** Start ITEMS **

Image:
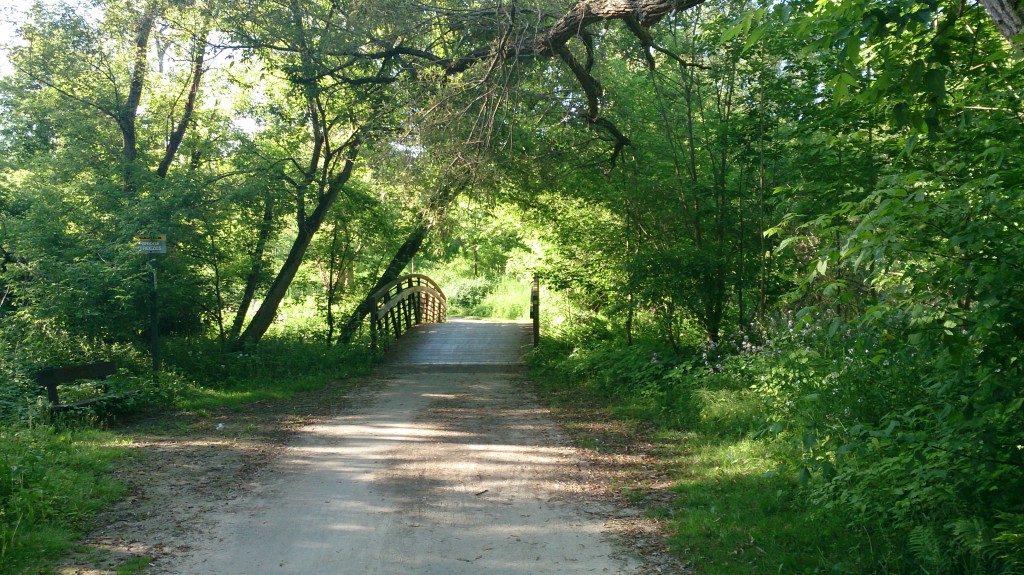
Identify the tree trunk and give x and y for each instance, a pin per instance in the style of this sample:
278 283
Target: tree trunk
127 112
1009 17
393 270
307 228
401 258
266 226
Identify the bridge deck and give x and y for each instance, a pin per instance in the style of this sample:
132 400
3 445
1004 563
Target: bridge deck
461 342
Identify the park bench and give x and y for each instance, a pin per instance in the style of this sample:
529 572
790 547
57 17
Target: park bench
50 378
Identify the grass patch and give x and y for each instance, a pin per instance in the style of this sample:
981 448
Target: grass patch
52 482
55 478
729 510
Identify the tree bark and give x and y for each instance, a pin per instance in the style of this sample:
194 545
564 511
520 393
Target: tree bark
174 141
126 113
266 226
1009 17
308 225
401 258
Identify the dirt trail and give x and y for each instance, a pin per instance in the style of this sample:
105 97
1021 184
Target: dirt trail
443 463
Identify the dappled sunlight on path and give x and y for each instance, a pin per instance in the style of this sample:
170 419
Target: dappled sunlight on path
442 469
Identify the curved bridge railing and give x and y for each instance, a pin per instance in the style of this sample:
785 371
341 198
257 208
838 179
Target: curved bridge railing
408 301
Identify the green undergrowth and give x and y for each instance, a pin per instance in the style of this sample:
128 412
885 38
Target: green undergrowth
55 472
734 510
278 369
52 482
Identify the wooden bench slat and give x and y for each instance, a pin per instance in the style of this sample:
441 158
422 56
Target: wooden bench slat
50 378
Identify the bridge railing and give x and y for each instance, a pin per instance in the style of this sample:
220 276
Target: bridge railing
408 301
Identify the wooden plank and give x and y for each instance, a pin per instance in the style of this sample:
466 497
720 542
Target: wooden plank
50 378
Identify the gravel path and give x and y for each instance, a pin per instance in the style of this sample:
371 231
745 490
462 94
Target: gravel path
442 463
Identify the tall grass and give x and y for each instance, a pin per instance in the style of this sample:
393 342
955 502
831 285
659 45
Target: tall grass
733 512
52 482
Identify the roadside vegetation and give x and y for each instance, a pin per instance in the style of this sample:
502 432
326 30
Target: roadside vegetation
783 237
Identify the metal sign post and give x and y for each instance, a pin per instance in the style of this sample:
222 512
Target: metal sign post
535 309
152 246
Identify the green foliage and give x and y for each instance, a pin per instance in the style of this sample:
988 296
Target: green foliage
51 483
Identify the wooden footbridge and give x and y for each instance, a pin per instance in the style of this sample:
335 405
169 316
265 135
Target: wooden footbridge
414 308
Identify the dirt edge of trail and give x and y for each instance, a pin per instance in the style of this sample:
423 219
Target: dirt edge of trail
184 467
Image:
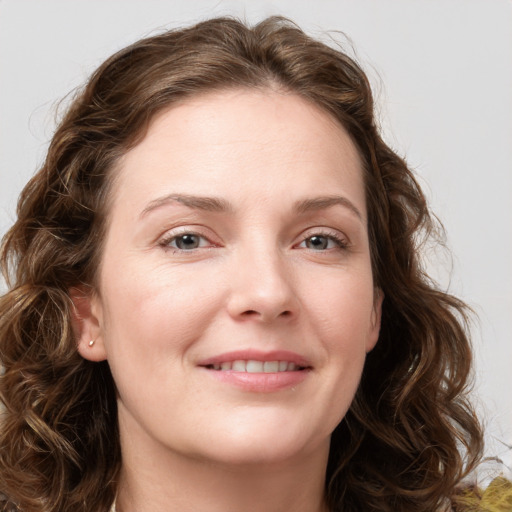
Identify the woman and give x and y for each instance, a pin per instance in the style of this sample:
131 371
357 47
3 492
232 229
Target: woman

** End ITEMS **

EXERCISE DESCRIPTION: Write the listing above out again exactly, dropping each image.

FULL RESPONSE:
Image:
Identify the tree trunk and give x and y for each instance, a pin per instance in the style of this sample:
278 283
Target: tree trunk
127 112
1009 17
393 270
307 228
401 258
266 226
Identify the bridge deck and give x and y for each instance, a pin per instance in the style of this sample:
132 400
3 445
1004 563
Target: bridge deck
461 342
Identify the park bench and give x and y for each instance, a pin per instance in the style of this sample:
529 572
790 547
57 17
Target: park bench
50 378
Identify the grass patch and give x and y for each instance, a pin per instance in the style of this sample:
981 448
Target: grass patch
52 482
55 478
729 510
Identify the tree bark and give x and y for each instance, a pin per instance in the style of this sample:
194 545
564 511
520 393
Target: tree bark
174 141
126 113
266 226
1009 17
308 225
401 258
Identify the dirt trail and give x and y for each instance, a pin per instance in the style of this sample:
105 97
1021 184
Target: dirt trail
443 463
Identify the dappled sunlight on path and give x and y for each instance, a pin per instance in the style of this sample:
170 419
Target: dappled sunlight on path
442 469
Identify the curved bridge railing and give x and y for each instance, a pin per instance in the style of this sample:
785 371
341 198
257 208
838 179
Target: curved bridge railing
408 301
Identify the green undergrowth and give x and y for each instance, a pin per instance in the style of this sample:
128 412
885 38
Target: green undergrowth
55 472
734 510
278 369
52 482
Identify the wooden bench slat and give x and y for each instance, a pin per instance in the style of this sample:
441 158
422 56
Target: wooden bench slat
50 378
Identify the bridge railing and give x and y for each instance, a pin per instance in the style of this sample:
220 276
Target: bridge railing
408 301
Identify the wooden plank and give x and y for each instance, a pin per instance in the style of this sample:
466 497
720 542
Target: wooden plank
50 378
Identify the gravel path and give x and y for each instance, a pin per instance in the style of this sample:
371 231
745 490
462 94
Target: gravel path
442 463
Identify the tall grass and give x and y for each instance, a pin per instance in the style of this sample:
393 342
955 502
831 285
659 45
Target: tall grass
733 512
52 482
Identify the roadside vegetation and give x and y for each instance, a pin per instance in the style of this sample:
502 432
326 30
Target: roadside vegetation
783 237
Identify the metal sign post and give x and y for each instance, a pin per instance in the style of this sample:
222 512
Target: metal sign post
535 309
152 246
Identify the green foliage and give x and y for each instance, a pin per instance in the style of this sample:
988 296
Target: green foliage
51 483
Identify the wooden footbridge and give x and y for each instance, a pin per instance in the style of this sample:
335 405
169 316
265 135
Target: wooden footbridge
414 308
Identify the dirt edge of trail and give x and y for each instance, a pin per instance in the style of this sample:
423 219
Target: dirt edge of trail
184 467
Image:
Identify the woman and give x and y for each instance, a pin per instance in the style of this sample:
131 371
357 47
3 492
232 229
Target: woman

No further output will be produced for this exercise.